Neyse, gel zaman git zaman Özdemir Asaf, bu özel olan kadına yazdığı dizeleri, bir şiir yarışmasına göndermeye karar verir. Katıldığı yarışmada şiiri büyük bir beğeni toplar ve yarışmayı da kazanır. Yarışmada kendisinden şiirini kürsüde okuması istenir ve o da bu isteği geri çevirmeyerek kabul eder. Bazı rivayetlere göre ise Özdemir Asaf kürsüde bu şiiri okurken, âşık olduğu kız da salondadır ve şiirin okunma esnasında salondan ayrılır. Özdemir ise bu duruma bir hayli içerlenir ve duygularını asla alenen belli etmez. Peki tüm bunlar olurken sevdiği kadın yani Mevhibe Hanım neden salonu terk ederek, böyle bir tavır sergiler? Çünkü, o kadının kalbi başkasına aittir. Ressam hocası Edip Hakkı Köseoğlu’na âşıktır. Ve tabii bir de usta gazeteci İlhan Selçuk’a. Ama İlhan Selçuk o dönemlerinde çok hızlı bir gençtir. Mevhibe Hanım, sonrasında Öztürk Seren ile evlenir. Fakat evlilikleri çok da uzun sürmez ve ayrılırlar. Mevhibe Hanım daha sonraysa fotoğrafçı Muhlis Hasa ile evlenir.

════

▶ Görev A:
Özdemir Asaf ile Mevhibe Hanım hakkındaki metni baştan sona, hiçbir değişiklik yapmadan aktarın.
Metin ile kayıtlar ayrı kaynaklardan alınmıştır.

════

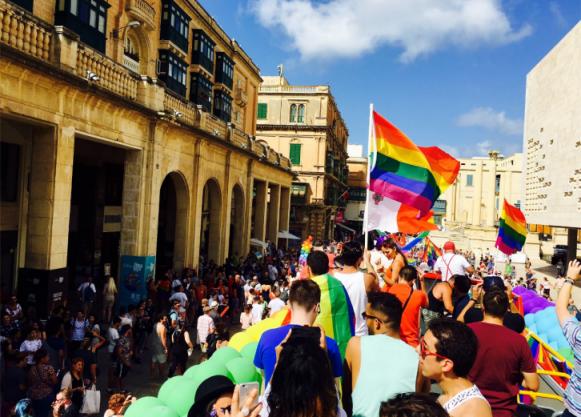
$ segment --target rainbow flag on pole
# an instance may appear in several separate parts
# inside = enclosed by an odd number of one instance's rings
[[[376,112],[373,127],[375,149],[369,189],[426,215],[456,180],[460,162],[438,147],[417,146]]]
[[[527,238],[527,222],[524,214],[504,200],[496,247],[506,255],[522,249]]]

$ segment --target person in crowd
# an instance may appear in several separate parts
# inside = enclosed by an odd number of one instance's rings
[[[111,321],[111,314],[113,312],[113,306],[115,305],[115,298],[117,297],[117,284],[115,284],[115,278],[111,275],[105,277],[107,283],[103,287],[103,312],[102,318],[105,323]]]
[[[272,378],[276,364],[276,347],[284,340],[289,330],[295,327],[312,326],[319,312],[321,290],[311,280],[295,281],[290,289],[289,307],[291,321],[285,326],[265,331],[260,337],[254,365],[264,372],[264,386],[266,387]],[[333,374],[336,378],[343,375],[341,353],[337,342],[330,337],[326,338],[327,352],[331,361]]]
[[[469,275],[474,273],[474,267],[468,263],[466,258],[456,253],[454,242],[444,243],[444,253],[434,265],[434,271],[442,274],[442,282],[448,281],[454,275]]]
[[[77,417],[79,407],[73,402],[74,393],[70,389],[62,389],[52,403],[52,417]]]
[[[566,409],[563,412],[563,417],[581,416],[581,326],[567,309],[573,285],[579,280],[581,280],[581,263],[578,260],[573,260],[569,262],[567,276],[555,304],[555,312],[563,329],[563,334],[575,355],[575,367],[565,391]]]
[[[246,330],[252,324],[252,306],[246,304],[244,306],[244,311],[240,313],[240,325],[242,330]]]
[[[268,315],[269,317],[274,316],[286,305],[284,301],[280,299],[280,290],[276,288],[272,294],[274,297],[268,302]]]
[[[208,350],[207,339],[208,335],[212,333],[215,329],[214,319],[210,316],[212,308],[210,306],[205,306],[203,308],[204,314],[198,317],[198,341],[200,342],[200,348],[202,353],[206,353]]]
[[[155,378],[165,375],[165,364],[167,362],[167,316],[159,313],[157,322],[153,327],[150,336],[149,347],[151,348],[151,377]]]
[[[418,391],[423,379],[419,372],[418,353],[400,338],[402,305],[389,293],[373,293],[363,317],[369,335],[355,336],[347,345],[343,404],[353,415],[375,417],[382,401],[396,394]],[[377,358],[390,361],[389,372],[378,366]]]
[[[95,284],[93,284],[93,277],[91,275],[85,277],[85,282],[79,285],[77,292],[79,293],[79,298],[83,304],[83,314],[87,316],[93,308],[95,296],[97,295],[97,288],[95,288]]]
[[[537,391],[539,376],[524,337],[503,326],[509,307],[506,292],[484,294],[484,320],[468,326],[478,339],[478,354],[469,377],[492,407],[494,417],[513,417],[519,387]]]
[[[194,348],[190,333],[185,323],[180,321],[171,335],[171,363],[169,366],[170,378],[176,373],[183,375],[187,368],[188,351]]]
[[[359,265],[361,265],[362,261],[363,249],[361,245],[354,241],[347,242],[343,245],[343,252],[337,258],[337,262],[343,265],[343,269],[341,272],[335,271],[335,278],[347,290],[353,306],[356,336],[367,334],[367,325],[363,319],[363,313],[367,305],[367,294],[379,291],[379,285],[375,277],[359,270]]]
[[[452,319],[432,320],[422,340],[422,375],[440,386],[438,402],[451,417],[492,417],[488,401],[468,379],[477,350],[474,332]]]
[[[34,365],[34,352],[42,347],[42,340],[38,334],[38,331],[31,329],[24,340],[20,344],[20,352],[26,354],[26,364],[28,366]]]
[[[385,239],[381,243],[381,251],[391,261],[383,276],[385,286],[381,289],[384,292],[388,292],[397,283],[401,269],[407,266],[407,259],[396,241],[392,238]]]
[[[123,380],[131,370],[131,359],[133,355],[132,347],[133,329],[128,324],[124,324],[119,329],[119,339],[115,346],[115,358],[117,369],[115,370],[115,381],[117,388],[123,389]]]
[[[427,394],[398,394],[381,404],[379,417],[449,417],[444,408]]]
[[[406,265],[399,272],[399,282],[389,290],[402,303],[401,339],[413,348],[420,342],[420,311],[428,306],[426,293],[414,290],[417,279],[417,270]]]
[[[61,382],[61,391],[68,389],[71,401],[77,410],[83,406],[83,395],[85,394],[85,381],[83,380],[84,362],[82,358],[73,358],[71,369],[67,372]]]
[[[137,401],[137,398],[132,395],[123,393],[113,394],[109,397],[109,401],[107,401],[107,410],[103,414],[103,417],[121,417],[135,401]]]
[[[28,398],[32,400],[34,415],[47,417],[57,383],[56,371],[49,365],[48,352],[44,348],[34,352],[34,363],[28,371]]]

════

▶ Görev B:
Kayıtlarda "segment" dizgesinin geçtiği satırları sayın ve yalnızca sayıyı yazın.

▶ Çözüm A:
Neyse, gel zaman git zaman Özdemir Asaf, bu özel olan kadına yazdığı dizeleri, bir şiir yarışmasına göndermeye karar verir. Katıldığı yarışmada şiiri büyük bir beğeni toplar ve yarışmayı da kazanır. Yarışmada kendisinden şiirini kürsüde okuması istenir ve o da bu isteği geri çevirmeyerek kabul eder. Bazı rivayetlere göre ise Özdemir Asaf kürsüde bu şiiri okurken, âşık olduğu kız da salondadır ve şiirin okunma esnasında salondan ayrılır. Özdemir ise bu duruma bir hayli içerlenir ve duygularını asla alenen belli etmez. Peki tüm bunlar olurken sevdiği kadın yani Mevhibe Hanım neden salonu terk ederek, böyle bir tavır sergiler? Çünkü, o kadının kalbi başkasına aittir. Ressam hocası Edip Hakkı Köseoğlu’na âşıktır. Ve tabii bir de usta gazeteci İlhan Selçuk’a. Ama İlhan Selçuk o dönemlerinde çok hızlı bir gençtir. Mevhibe Hanım, sonrasında Öztürk Seren ile evlenir. Fakat evlilikleri çok da uzun sürmez ve ayrılırlar. Mevhibe Hanım daha sonraysa fotoğrafçı Muhlis Hasa ile evlenir.

▶ Çözüm B:
2